_Problem to work on_.
Can you reproduce, word for word, the entries from their first line through the line containing "x=291, y=249", with both of those lines included?

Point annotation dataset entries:
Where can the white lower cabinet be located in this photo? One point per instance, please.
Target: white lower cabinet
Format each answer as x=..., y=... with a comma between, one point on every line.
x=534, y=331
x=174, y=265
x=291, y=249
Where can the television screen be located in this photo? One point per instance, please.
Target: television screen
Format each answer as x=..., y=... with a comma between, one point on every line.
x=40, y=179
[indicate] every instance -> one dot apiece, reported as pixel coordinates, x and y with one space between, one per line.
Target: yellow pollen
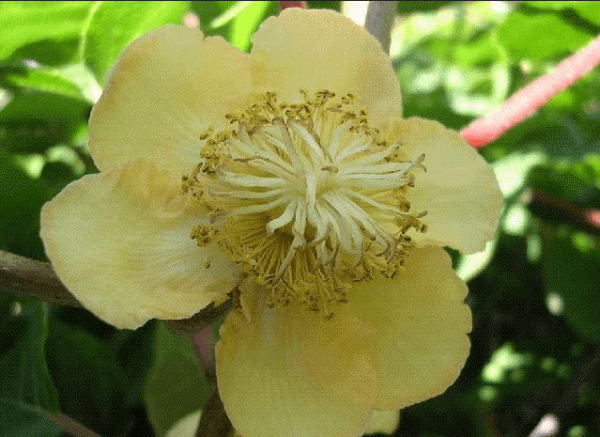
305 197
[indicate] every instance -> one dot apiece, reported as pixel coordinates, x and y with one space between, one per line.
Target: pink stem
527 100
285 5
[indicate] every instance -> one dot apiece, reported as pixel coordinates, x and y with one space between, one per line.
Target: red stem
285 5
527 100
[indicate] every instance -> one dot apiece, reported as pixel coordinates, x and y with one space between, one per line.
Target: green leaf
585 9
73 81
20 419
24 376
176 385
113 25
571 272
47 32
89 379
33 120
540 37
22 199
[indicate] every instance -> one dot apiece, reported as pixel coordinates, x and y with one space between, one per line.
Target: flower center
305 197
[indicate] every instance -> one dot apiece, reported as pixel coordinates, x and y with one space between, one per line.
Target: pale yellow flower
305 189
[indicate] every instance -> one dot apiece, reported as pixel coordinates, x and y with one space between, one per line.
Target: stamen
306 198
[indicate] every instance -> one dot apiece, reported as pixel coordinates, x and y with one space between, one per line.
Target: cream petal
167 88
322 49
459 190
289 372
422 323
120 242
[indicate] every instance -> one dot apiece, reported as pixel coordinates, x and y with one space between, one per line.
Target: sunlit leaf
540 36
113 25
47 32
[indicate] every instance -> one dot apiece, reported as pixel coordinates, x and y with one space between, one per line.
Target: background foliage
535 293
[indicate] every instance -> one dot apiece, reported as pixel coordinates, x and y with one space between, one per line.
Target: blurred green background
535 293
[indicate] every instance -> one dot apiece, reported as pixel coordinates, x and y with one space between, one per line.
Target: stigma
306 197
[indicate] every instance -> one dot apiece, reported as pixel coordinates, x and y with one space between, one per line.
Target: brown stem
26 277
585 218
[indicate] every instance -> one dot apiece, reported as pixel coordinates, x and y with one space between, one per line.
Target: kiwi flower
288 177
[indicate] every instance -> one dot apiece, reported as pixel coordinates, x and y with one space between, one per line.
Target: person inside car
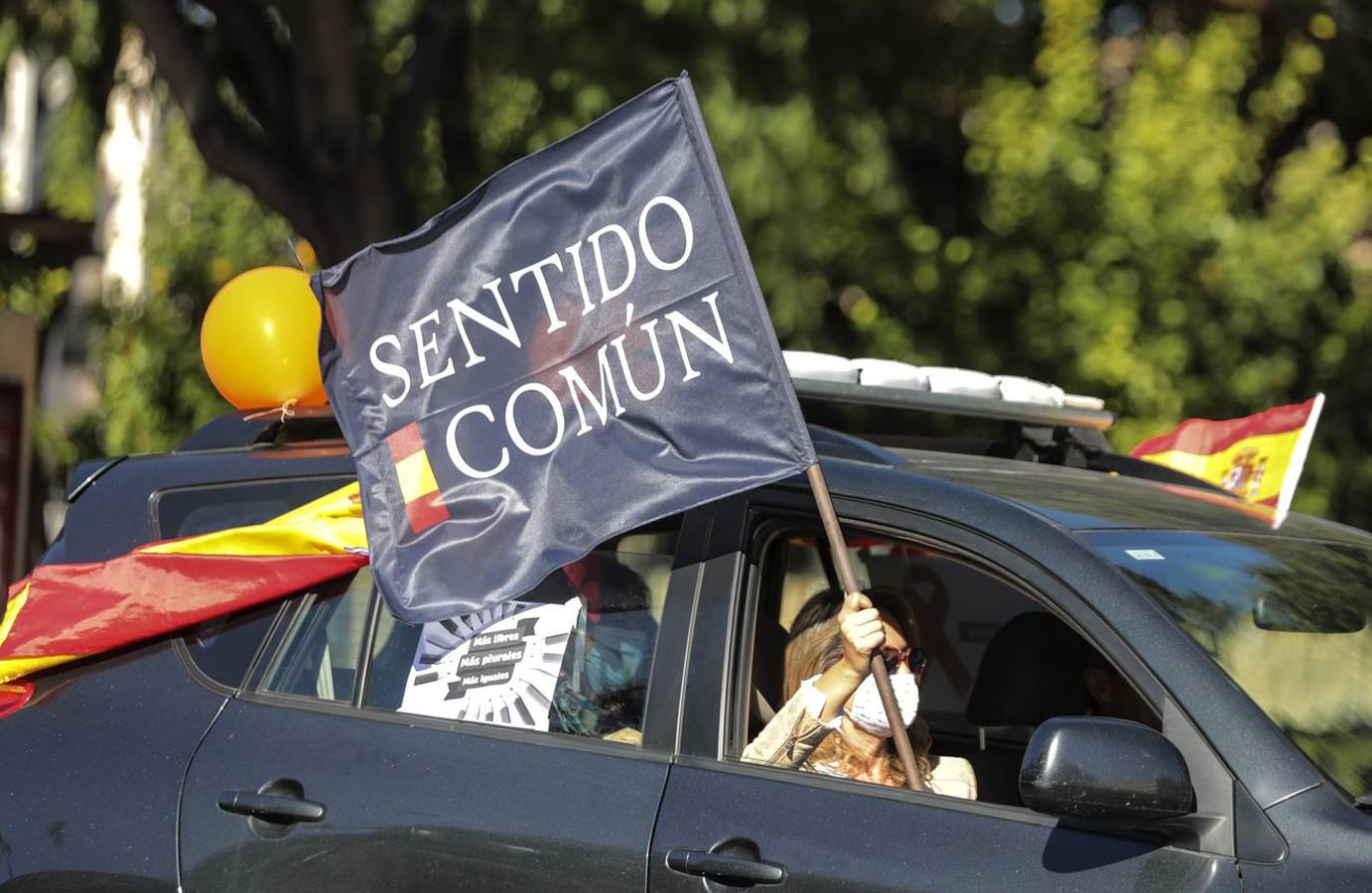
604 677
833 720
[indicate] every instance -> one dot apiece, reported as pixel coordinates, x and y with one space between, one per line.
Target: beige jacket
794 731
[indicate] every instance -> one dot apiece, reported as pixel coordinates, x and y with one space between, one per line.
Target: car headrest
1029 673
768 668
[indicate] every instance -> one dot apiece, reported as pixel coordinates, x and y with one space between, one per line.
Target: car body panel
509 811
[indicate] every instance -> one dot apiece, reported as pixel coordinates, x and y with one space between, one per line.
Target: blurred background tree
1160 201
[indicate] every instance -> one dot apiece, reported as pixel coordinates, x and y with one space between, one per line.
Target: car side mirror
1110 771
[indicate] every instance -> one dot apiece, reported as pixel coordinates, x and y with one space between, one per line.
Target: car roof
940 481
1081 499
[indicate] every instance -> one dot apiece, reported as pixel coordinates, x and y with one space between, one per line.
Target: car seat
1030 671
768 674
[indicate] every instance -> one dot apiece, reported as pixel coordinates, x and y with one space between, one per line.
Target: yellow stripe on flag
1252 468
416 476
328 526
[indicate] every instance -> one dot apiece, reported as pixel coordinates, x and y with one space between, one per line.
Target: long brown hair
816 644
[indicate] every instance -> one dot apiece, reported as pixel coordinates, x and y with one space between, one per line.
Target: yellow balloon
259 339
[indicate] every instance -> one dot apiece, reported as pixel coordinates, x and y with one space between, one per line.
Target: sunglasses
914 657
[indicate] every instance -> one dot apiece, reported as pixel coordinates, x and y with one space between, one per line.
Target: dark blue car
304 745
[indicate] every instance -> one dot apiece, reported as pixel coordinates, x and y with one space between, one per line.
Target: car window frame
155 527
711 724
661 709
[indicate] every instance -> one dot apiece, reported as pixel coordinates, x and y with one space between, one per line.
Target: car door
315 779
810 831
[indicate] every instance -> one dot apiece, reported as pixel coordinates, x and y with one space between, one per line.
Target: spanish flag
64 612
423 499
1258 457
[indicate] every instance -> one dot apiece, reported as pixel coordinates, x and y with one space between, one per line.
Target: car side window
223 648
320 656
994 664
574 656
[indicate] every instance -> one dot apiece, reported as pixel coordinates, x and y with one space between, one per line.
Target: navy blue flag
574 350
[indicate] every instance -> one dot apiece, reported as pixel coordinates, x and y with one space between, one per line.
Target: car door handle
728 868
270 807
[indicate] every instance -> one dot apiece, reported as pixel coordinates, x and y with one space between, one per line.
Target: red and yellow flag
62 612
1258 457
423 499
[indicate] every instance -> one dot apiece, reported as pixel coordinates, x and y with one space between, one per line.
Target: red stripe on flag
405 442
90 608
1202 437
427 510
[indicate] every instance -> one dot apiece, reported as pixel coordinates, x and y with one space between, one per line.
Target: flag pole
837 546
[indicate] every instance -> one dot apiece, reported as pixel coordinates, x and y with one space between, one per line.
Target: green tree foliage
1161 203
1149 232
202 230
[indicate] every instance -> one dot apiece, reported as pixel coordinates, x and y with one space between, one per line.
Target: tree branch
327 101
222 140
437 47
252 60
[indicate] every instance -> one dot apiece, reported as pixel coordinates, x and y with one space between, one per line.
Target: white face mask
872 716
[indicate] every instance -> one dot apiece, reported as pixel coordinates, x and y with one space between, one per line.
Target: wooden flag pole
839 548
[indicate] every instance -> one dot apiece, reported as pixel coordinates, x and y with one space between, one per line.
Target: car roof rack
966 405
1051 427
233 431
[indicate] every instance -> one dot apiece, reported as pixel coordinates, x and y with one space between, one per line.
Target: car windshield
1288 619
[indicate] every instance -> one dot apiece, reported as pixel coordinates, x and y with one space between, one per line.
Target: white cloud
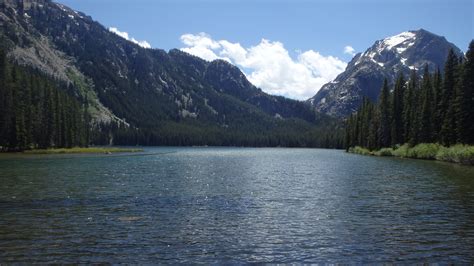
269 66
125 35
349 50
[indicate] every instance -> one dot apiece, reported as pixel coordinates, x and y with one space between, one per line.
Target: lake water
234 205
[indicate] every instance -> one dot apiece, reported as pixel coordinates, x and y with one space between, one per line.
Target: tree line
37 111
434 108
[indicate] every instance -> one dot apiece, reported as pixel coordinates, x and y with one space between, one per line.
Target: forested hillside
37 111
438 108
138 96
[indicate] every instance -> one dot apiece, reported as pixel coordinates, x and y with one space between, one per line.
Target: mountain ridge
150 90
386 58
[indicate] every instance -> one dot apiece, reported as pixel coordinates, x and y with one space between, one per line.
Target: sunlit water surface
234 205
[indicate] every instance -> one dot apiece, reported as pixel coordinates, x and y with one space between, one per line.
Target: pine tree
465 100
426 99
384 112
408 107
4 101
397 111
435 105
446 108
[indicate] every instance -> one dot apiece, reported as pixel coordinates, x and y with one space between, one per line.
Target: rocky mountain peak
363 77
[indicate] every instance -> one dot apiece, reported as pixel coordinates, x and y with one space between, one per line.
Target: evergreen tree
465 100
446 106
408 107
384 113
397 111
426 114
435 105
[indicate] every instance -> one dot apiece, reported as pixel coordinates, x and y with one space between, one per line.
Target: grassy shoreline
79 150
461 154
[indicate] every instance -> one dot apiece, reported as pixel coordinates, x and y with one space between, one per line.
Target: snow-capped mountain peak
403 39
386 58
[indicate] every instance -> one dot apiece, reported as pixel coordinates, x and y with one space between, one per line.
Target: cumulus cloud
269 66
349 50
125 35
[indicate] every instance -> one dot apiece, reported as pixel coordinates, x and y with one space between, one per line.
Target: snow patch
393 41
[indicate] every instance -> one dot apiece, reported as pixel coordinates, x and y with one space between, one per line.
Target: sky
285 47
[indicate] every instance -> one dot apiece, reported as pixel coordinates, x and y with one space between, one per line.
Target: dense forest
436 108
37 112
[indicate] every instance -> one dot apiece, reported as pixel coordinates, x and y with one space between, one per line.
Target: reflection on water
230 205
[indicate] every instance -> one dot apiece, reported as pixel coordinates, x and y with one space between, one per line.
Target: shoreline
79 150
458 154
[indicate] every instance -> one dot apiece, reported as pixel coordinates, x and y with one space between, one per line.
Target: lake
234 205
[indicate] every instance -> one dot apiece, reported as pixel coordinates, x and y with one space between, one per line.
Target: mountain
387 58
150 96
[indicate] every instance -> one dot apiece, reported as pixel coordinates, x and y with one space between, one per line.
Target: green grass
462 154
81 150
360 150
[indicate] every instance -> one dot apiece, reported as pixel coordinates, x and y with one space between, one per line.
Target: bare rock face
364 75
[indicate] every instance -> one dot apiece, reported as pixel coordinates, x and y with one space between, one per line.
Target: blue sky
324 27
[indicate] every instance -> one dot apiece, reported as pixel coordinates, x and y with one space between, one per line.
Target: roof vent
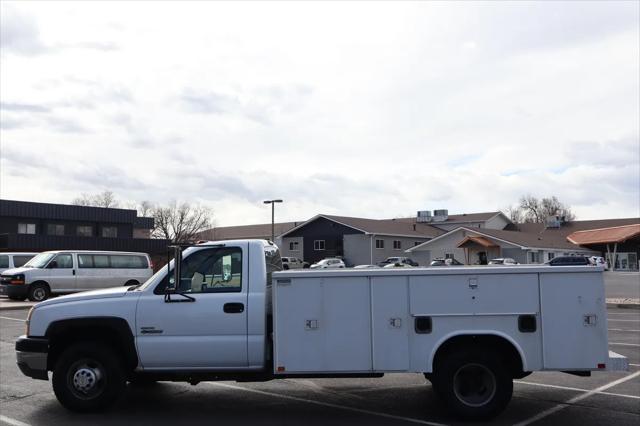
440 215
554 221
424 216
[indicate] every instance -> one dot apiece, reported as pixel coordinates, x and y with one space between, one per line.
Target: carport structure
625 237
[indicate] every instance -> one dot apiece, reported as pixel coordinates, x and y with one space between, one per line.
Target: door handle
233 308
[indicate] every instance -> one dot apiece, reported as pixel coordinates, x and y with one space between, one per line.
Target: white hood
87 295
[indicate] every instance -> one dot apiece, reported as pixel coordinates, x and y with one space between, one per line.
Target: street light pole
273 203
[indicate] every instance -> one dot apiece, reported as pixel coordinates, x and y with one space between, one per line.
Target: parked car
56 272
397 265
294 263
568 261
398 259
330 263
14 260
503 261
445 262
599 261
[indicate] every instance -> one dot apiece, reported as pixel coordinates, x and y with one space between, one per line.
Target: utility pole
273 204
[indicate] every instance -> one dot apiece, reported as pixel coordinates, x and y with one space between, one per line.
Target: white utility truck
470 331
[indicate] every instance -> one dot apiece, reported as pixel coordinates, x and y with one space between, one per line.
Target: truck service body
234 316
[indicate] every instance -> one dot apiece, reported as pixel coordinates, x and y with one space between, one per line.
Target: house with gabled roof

_Output below_.
Where can the white lower cabinet be located in this photo? One point per instance, please.
Target: white lower cabinet
Format each answer as x=..., y=... with a comma between, one point on every line.
x=534, y=331
x=174, y=265
x=291, y=249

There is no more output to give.